:: Given task ::
List every line in the listing that contains the string "segment", treating uppercase and lowercase letters as different.
-- START OF Supplied records --
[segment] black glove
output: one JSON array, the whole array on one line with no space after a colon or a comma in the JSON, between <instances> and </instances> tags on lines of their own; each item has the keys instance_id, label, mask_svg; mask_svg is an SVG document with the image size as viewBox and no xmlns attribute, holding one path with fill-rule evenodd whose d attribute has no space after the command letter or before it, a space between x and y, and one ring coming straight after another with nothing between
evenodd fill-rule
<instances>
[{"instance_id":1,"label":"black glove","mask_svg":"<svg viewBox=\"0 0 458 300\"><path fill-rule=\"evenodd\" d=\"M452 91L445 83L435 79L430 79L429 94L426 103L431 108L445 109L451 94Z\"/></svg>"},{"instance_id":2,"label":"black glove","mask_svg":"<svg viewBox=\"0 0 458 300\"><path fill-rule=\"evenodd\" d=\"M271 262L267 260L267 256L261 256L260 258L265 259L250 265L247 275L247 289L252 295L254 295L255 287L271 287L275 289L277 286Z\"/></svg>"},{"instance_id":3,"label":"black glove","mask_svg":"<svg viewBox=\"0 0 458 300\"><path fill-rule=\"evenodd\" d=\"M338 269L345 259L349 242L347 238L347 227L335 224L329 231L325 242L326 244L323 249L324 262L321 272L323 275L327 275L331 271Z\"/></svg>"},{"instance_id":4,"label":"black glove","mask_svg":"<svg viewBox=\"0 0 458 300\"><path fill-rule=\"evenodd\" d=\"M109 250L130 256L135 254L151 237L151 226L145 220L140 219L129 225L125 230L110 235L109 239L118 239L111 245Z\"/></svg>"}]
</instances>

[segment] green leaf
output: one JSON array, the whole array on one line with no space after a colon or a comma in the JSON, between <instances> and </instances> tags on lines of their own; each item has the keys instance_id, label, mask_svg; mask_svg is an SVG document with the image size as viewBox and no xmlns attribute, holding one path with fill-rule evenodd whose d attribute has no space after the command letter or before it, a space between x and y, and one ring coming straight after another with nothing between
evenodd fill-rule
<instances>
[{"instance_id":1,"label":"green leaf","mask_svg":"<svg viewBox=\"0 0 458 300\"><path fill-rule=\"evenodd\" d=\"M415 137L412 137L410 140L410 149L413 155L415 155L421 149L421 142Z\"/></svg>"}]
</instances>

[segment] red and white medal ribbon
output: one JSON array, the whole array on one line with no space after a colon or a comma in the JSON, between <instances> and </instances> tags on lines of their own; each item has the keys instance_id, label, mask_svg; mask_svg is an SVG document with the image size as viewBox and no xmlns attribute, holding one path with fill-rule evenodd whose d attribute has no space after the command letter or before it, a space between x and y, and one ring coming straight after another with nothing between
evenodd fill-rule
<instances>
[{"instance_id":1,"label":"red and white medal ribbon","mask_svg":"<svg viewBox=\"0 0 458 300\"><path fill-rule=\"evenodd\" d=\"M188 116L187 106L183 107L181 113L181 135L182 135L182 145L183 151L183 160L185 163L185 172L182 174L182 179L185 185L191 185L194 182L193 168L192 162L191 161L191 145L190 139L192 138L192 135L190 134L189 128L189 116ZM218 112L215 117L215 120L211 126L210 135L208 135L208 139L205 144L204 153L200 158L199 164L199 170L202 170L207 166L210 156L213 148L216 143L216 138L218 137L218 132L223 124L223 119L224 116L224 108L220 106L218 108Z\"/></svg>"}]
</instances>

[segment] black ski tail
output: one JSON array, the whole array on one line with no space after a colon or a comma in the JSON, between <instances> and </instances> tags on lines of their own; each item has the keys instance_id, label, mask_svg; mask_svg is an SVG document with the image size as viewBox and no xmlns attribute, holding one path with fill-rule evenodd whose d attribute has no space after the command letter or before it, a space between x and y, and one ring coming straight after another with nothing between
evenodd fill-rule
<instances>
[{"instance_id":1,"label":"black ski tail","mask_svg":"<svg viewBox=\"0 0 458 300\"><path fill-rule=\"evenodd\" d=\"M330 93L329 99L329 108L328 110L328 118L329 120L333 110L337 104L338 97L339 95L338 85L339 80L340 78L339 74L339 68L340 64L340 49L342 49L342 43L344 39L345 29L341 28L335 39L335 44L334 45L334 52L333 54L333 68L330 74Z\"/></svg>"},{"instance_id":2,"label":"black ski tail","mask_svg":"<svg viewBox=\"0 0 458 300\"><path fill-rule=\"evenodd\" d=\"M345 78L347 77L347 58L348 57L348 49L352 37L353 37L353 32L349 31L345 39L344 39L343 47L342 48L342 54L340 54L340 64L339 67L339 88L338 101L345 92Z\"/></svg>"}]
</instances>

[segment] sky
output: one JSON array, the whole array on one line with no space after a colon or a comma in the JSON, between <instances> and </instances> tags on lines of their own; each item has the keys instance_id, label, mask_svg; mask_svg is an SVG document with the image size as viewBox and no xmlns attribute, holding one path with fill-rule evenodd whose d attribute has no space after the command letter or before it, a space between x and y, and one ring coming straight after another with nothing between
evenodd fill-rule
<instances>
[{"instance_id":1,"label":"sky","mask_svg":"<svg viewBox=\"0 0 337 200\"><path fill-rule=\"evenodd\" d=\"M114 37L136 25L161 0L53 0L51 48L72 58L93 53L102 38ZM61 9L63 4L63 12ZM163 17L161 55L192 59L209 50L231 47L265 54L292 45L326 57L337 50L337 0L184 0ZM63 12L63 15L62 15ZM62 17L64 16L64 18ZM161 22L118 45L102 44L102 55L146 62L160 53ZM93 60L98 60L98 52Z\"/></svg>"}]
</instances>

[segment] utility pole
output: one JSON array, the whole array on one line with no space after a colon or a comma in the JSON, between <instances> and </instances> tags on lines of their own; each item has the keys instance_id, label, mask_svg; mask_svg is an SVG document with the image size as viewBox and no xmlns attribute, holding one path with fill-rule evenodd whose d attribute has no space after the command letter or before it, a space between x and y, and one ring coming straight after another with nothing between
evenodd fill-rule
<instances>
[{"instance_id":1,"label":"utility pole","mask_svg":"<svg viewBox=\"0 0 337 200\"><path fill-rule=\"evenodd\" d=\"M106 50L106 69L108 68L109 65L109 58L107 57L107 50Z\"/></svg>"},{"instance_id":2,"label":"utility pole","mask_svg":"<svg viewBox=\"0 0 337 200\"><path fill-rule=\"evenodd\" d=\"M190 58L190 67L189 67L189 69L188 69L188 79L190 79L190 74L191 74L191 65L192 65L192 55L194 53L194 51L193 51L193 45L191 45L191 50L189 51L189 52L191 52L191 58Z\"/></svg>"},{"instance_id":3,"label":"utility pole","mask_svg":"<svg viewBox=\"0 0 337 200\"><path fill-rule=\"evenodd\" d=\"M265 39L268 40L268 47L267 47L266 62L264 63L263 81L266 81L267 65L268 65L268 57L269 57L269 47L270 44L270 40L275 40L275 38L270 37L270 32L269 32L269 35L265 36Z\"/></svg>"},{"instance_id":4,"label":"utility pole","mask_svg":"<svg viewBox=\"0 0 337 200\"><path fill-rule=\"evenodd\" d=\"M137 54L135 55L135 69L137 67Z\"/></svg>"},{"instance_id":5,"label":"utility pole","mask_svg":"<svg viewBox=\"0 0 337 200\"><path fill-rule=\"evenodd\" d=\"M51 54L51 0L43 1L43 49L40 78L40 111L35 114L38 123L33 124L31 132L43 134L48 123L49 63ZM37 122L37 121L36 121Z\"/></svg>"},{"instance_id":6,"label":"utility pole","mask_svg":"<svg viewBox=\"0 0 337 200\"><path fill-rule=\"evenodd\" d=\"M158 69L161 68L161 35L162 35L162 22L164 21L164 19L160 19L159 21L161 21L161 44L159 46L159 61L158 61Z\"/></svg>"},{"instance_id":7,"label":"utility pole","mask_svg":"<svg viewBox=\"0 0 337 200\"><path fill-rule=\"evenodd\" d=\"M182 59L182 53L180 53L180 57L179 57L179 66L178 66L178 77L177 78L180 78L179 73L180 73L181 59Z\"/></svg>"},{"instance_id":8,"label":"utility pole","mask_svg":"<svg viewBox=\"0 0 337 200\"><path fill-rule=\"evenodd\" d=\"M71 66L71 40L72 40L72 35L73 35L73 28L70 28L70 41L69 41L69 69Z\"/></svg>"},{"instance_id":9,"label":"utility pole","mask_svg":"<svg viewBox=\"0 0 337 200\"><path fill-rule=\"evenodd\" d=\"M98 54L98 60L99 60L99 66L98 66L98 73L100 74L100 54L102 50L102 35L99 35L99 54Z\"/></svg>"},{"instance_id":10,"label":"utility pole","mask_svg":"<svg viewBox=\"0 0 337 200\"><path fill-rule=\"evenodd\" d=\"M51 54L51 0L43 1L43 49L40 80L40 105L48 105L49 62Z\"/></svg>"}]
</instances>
-- END OF Supplied records --
:: Finished answer ::
[segment] black glove
[segment] green leaf
[segment] red and white medal ribbon
[segment] black ski tail
[segment] sky
[segment] utility pole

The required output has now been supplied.